* **REQUIREMENT A**
Reproduce word for word the part of the article below on young Europeans' work, starting at "But when she" and ending at "joblessness in between.".
* **REQUIREMENT B**
Using the article below on young Europeans' work, explain why Mindez's master's degree in sociology did not lead to the kind of job she had hoped for.

* **READING TEXT**
=======

But those pledges may be difficult to carry out, economists say. "They have raised expectations, but they need to deliver," Scarpetta of the OECD said. "It is a challenge for Europe in terms of credibility."
A CYCLE OF SPORADIC WORK
In Madrid, Mindez said she had little faith in promises from government leaders. She moved there six years ago and graduated in the summer with her master’s in sociology. "I wasn’t expecting a great lifestyle, but I hoped to get a good job, where I could help society," Mindez, a quiet, determined woman, said one morning in the apartment where a friend was letting her stay.
But when she graduated, Spain was deep into its economic slump, and the government had cut funding for the type of social services that she had hoped would make her degree useful.
Like thousands of young people hit by the crisis, Mindez soon found herself underemployed, grappling with a revolving door of temporary contracts that came with few benefits, lower pay than permanent jobs, and the risk of being laid off with little recourse.
For many young people in Europe, especially those living in the most embattled economies, it has become a way of life: intermittent work under so-called junk contracts for low- or no-pay work that often verges on exploitation, with long gaps of joblessness in between.
Young people caught in that cycle are at the edge of a growing category that economists call NEETs: those who are not in employment, education or training. According to Eurofound, as many as 14 million young Europeans are out of work and disengaged, costing European Union member states an estimated 153 billion euros (about $206 billion) a year in welfare benefits and lost production.
Mindez faced that kind of unsettling risk as she sought to secure any paying job. She went to a sandwich chain but wound up working a two-week tryout with no salary. A luxury Spanish hotel chain expected her to do unpaid training for two months, and then work another two-month trial period without pay or a guarantee of a permanent job.
Occasionally it was overwhelming. "Sometimes," she whispered, "it feels as if life is not really worth it."

=======

* **DATA SUPPLIED**
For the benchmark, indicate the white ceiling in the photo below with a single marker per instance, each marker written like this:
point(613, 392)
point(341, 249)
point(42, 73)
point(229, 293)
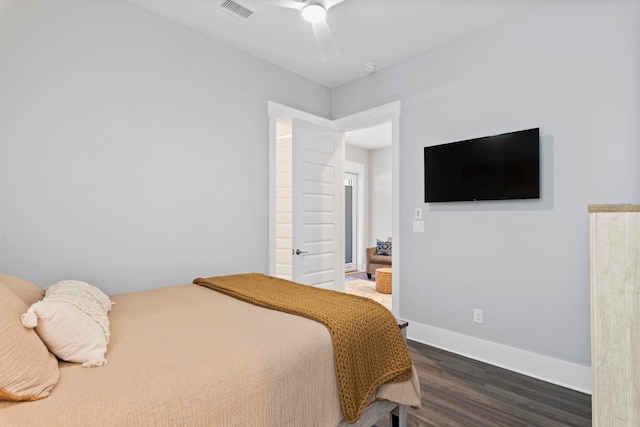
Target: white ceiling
point(383, 32)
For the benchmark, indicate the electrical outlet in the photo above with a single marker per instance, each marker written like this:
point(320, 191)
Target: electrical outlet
point(477, 315)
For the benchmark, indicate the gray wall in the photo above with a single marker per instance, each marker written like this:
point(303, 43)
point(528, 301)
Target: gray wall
point(570, 68)
point(133, 151)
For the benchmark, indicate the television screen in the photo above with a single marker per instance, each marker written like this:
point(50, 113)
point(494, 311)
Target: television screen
point(499, 167)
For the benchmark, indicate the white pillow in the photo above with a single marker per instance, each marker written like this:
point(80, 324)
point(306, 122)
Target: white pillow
point(72, 321)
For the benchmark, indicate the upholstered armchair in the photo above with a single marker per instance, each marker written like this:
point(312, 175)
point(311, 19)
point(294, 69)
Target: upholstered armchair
point(376, 260)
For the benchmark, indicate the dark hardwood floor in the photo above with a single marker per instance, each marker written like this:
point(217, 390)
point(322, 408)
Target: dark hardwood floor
point(457, 391)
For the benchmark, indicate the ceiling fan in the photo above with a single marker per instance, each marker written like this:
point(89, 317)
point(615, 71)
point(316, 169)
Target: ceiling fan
point(315, 12)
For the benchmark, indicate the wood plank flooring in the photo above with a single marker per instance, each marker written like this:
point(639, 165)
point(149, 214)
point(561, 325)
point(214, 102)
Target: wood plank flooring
point(457, 391)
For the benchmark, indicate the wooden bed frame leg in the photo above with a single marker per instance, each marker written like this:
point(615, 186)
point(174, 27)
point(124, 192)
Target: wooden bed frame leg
point(399, 416)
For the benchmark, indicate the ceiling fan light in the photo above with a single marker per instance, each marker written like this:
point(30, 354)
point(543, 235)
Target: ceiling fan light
point(314, 13)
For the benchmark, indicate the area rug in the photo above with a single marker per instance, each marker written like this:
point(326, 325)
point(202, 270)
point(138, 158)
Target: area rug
point(367, 288)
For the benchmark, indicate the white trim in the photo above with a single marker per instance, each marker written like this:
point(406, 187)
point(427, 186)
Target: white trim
point(549, 369)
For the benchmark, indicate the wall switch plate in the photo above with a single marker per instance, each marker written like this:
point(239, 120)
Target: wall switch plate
point(477, 315)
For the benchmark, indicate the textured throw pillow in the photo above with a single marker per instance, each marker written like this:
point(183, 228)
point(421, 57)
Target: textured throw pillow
point(383, 248)
point(26, 291)
point(72, 321)
point(27, 370)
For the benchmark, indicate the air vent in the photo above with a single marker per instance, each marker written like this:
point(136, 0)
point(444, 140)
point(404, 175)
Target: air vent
point(236, 9)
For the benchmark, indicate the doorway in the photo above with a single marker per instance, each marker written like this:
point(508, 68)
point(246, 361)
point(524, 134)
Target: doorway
point(350, 221)
point(372, 117)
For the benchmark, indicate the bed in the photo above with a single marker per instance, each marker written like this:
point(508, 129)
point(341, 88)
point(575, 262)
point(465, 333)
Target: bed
point(193, 356)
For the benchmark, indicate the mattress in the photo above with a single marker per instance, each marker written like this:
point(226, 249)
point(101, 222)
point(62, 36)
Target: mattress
point(187, 355)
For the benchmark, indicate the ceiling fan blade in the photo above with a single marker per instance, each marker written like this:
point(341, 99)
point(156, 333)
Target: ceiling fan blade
point(287, 3)
point(328, 4)
point(324, 40)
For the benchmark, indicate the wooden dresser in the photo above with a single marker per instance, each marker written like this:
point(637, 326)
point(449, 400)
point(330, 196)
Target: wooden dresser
point(615, 314)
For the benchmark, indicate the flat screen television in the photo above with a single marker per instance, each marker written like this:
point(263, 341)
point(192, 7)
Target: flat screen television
point(499, 167)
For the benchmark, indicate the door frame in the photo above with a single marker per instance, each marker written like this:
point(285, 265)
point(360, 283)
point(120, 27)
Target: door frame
point(367, 118)
point(275, 112)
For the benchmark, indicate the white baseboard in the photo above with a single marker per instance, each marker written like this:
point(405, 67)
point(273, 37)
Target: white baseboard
point(566, 374)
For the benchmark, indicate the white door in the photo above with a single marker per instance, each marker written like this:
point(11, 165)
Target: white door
point(317, 175)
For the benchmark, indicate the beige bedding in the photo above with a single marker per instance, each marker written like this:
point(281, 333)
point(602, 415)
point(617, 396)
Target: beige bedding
point(186, 355)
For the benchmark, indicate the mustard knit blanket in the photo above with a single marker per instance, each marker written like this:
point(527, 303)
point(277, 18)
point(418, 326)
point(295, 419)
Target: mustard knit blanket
point(368, 346)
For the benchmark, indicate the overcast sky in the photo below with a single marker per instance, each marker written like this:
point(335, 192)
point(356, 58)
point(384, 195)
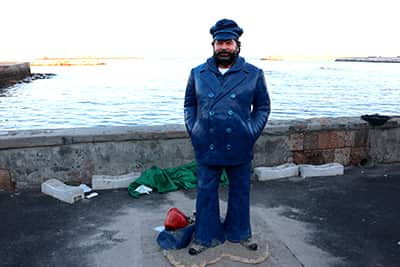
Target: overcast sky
point(178, 28)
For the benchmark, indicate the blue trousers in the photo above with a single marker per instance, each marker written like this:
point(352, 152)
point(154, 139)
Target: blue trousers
point(209, 230)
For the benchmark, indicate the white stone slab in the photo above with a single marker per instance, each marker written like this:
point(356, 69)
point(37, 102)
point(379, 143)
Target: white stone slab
point(61, 191)
point(101, 182)
point(329, 169)
point(277, 172)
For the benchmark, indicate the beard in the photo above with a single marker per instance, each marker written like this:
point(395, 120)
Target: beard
point(225, 58)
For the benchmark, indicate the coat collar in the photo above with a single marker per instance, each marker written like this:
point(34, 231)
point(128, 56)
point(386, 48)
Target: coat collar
point(210, 71)
point(238, 65)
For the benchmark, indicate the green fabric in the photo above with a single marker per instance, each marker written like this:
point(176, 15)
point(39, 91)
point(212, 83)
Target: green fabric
point(169, 179)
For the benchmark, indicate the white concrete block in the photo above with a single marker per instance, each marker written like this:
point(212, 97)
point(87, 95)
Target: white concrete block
point(101, 182)
point(281, 171)
point(61, 191)
point(330, 169)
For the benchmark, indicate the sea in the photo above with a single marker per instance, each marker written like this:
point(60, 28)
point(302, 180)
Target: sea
point(151, 92)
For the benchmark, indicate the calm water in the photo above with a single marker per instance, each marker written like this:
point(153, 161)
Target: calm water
point(151, 92)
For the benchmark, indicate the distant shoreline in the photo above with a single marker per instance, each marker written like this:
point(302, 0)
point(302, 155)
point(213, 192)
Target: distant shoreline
point(75, 61)
point(370, 59)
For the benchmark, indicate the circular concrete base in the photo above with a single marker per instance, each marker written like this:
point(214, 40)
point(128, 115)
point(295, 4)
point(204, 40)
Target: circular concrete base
point(228, 250)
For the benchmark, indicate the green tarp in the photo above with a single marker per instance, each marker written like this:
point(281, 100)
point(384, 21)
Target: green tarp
point(169, 179)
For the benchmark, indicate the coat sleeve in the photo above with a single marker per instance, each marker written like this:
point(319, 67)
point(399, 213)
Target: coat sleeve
point(190, 104)
point(261, 106)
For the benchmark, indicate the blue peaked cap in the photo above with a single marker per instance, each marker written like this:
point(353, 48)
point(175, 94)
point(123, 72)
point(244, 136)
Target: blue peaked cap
point(226, 29)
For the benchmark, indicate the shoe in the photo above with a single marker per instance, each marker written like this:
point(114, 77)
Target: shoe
point(249, 244)
point(196, 249)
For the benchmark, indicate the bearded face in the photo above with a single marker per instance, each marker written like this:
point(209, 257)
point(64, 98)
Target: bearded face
point(225, 52)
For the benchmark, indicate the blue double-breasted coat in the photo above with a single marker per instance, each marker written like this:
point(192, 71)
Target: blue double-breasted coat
point(225, 114)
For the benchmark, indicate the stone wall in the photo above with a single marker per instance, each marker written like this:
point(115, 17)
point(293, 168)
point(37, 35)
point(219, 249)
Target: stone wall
point(27, 158)
point(10, 73)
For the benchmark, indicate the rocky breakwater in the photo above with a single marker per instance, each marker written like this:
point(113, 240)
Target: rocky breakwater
point(12, 72)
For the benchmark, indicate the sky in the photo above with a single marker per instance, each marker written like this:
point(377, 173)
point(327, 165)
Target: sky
point(178, 28)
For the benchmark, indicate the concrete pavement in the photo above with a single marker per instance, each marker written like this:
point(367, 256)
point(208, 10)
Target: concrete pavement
point(349, 220)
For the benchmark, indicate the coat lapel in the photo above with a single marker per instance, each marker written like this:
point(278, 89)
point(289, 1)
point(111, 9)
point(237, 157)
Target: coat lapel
point(233, 80)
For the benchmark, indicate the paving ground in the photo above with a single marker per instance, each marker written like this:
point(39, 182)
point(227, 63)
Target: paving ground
point(350, 220)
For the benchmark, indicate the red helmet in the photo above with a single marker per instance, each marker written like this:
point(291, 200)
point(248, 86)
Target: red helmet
point(175, 219)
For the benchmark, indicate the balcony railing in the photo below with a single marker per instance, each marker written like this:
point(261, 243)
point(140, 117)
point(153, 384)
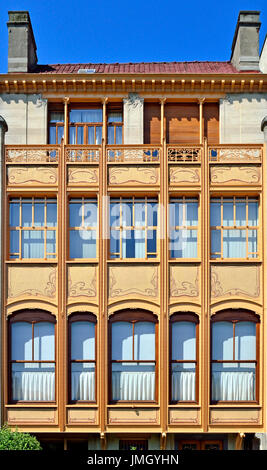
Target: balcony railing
point(133, 153)
point(32, 154)
point(184, 154)
point(239, 153)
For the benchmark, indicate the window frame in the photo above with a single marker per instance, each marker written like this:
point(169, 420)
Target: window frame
point(235, 316)
point(176, 228)
point(182, 317)
point(31, 316)
point(246, 228)
point(20, 229)
point(121, 228)
point(132, 316)
point(74, 318)
point(83, 200)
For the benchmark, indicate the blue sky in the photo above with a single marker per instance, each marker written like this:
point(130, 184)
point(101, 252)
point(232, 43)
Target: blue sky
point(125, 31)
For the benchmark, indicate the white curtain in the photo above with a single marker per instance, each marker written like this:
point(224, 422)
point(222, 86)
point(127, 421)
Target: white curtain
point(233, 386)
point(83, 385)
point(33, 385)
point(183, 386)
point(133, 385)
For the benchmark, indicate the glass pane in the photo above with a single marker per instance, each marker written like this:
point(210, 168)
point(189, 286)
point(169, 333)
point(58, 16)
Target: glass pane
point(21, 347)
point(51, 214)
point(222, 341)
point(83, 382)
point(82, 244)
point(144, 341)
point(133, 382)
point(233, 383)
point(228, 213)
point(33, 382)
point(32, 244)
point(122, 341)
point(75, 214)
point(253, 214)
point(240, 208)
point(14, 214)
point(234, 243)
point(183, 341)
point(44, 341)
point(183, 382)
point(245, 341)
point(215, 214)
point(83, 340)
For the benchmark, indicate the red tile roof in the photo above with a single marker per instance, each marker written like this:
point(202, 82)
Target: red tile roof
point(143, 67)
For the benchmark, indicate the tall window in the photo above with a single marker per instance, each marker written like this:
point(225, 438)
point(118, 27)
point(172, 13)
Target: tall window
point(56, 127)
point(32, 228)
point(133, 232)
point(133, 364)
point(82, 227)
point(85, 126)
point(32, 362)
point(234, 227)
point(234, 356)
point(184, 352)
point(183, 227)
point(115, 127)
point(82, 350)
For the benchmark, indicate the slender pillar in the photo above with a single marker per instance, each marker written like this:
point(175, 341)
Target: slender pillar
point(3, 130)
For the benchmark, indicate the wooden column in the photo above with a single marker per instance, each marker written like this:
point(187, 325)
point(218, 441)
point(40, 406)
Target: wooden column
point(66, 120)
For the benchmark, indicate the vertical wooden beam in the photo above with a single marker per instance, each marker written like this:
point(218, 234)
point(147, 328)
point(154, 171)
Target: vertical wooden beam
point(201, 126)
point(66, 120)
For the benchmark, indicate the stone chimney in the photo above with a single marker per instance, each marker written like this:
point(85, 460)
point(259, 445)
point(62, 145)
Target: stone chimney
point(245, 47)
point(22, 55)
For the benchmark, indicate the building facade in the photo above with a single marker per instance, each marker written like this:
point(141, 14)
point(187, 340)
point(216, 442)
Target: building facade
point(134, 249)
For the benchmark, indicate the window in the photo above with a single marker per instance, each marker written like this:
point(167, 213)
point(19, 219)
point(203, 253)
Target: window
point(32, 362)
point(183, 361)
point(82, 351)
point(56, 127)
point(234, 356)
point(32, 228)
point(115, 127)
point(133, 232)
point(183, 227)
point(234, 227)
point(82, 228)
point(133, 353)
point(85, 126)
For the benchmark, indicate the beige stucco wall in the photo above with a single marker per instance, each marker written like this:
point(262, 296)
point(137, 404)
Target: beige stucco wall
point(26, 117)
point(240, 118)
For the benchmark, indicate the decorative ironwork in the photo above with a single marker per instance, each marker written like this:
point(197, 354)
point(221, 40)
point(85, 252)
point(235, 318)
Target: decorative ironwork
point(133, 154)
point(184, 154)
point(82, 154)
point(47, 154)
point(234, 154)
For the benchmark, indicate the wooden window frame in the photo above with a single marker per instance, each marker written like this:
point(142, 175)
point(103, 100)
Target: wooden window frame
point(84, 125)
point(244, 228)
point(74, 318)
point(20, 229)
point(82, 200)
point(177, 228)
point(132, 316)
point(32, 317)
point(121, 228)
point(236, 316)
point(192, 318)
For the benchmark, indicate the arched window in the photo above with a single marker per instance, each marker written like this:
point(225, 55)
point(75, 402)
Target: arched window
point(32, 356)
point(133, 356)
point(184, 357)
point(82, 357)
point(234, 365)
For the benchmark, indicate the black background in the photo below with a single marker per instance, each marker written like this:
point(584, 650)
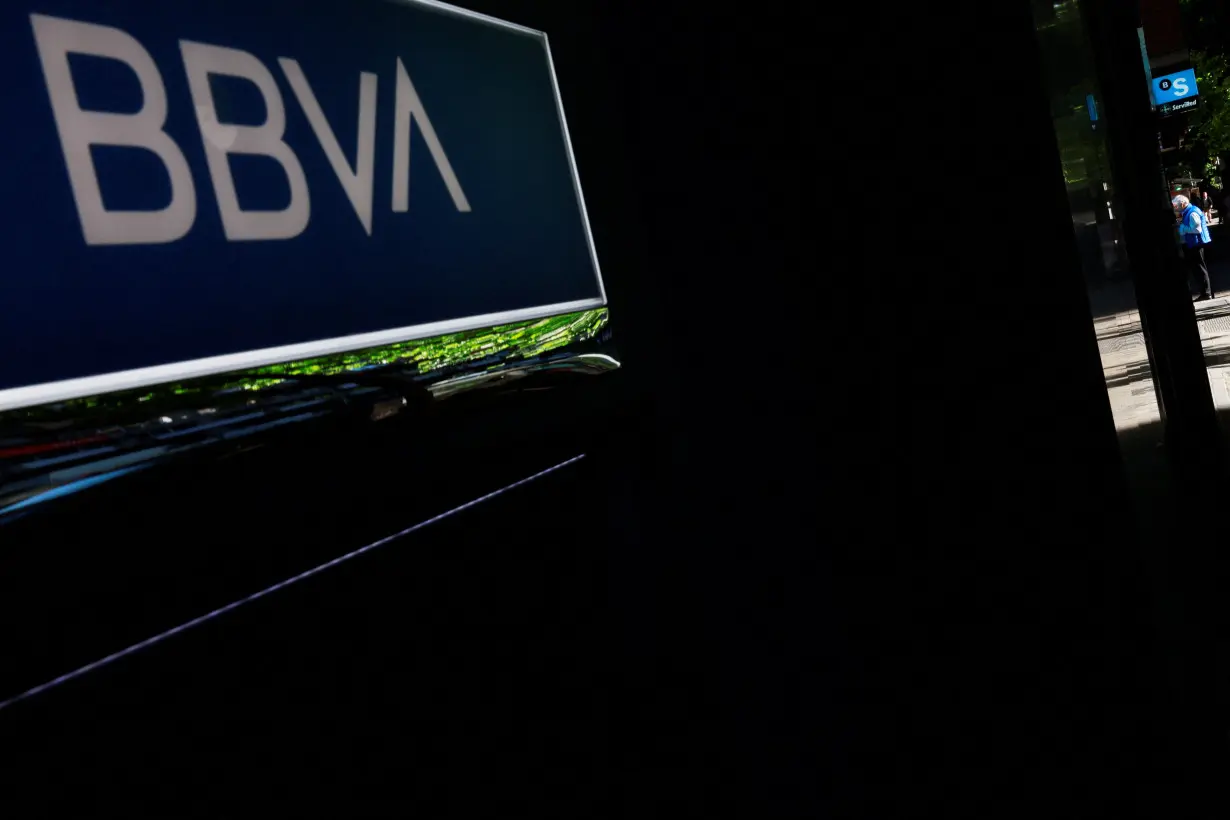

=======

* **EXERCISE RESPONSE A**
But when she graduated, Spain was deep into its economic slump, and the government had cut funding for the type of social services that she had hoped would make her degree useful.
Like thousands of young people hit by the crisis, Mindez soon found herself underemployed, grappling with a revolving door of temporary contracts that came with few benefits, lower pay than permanent jobs, and the risk of being laid off with little recourse.
For many young people in Europe, especially those living in the most embattled economies, it has become a way of life: intermittent work under so-called junk contracts for low- or no-pay work that often verges on exploitation, with long gaps of joblessness in between.

* **EXERCISE RESPONSE B**
When she graduated, Spain was deep in an economic slump. The government had cut funding for the type of social services that she had hoped would make her degree useful.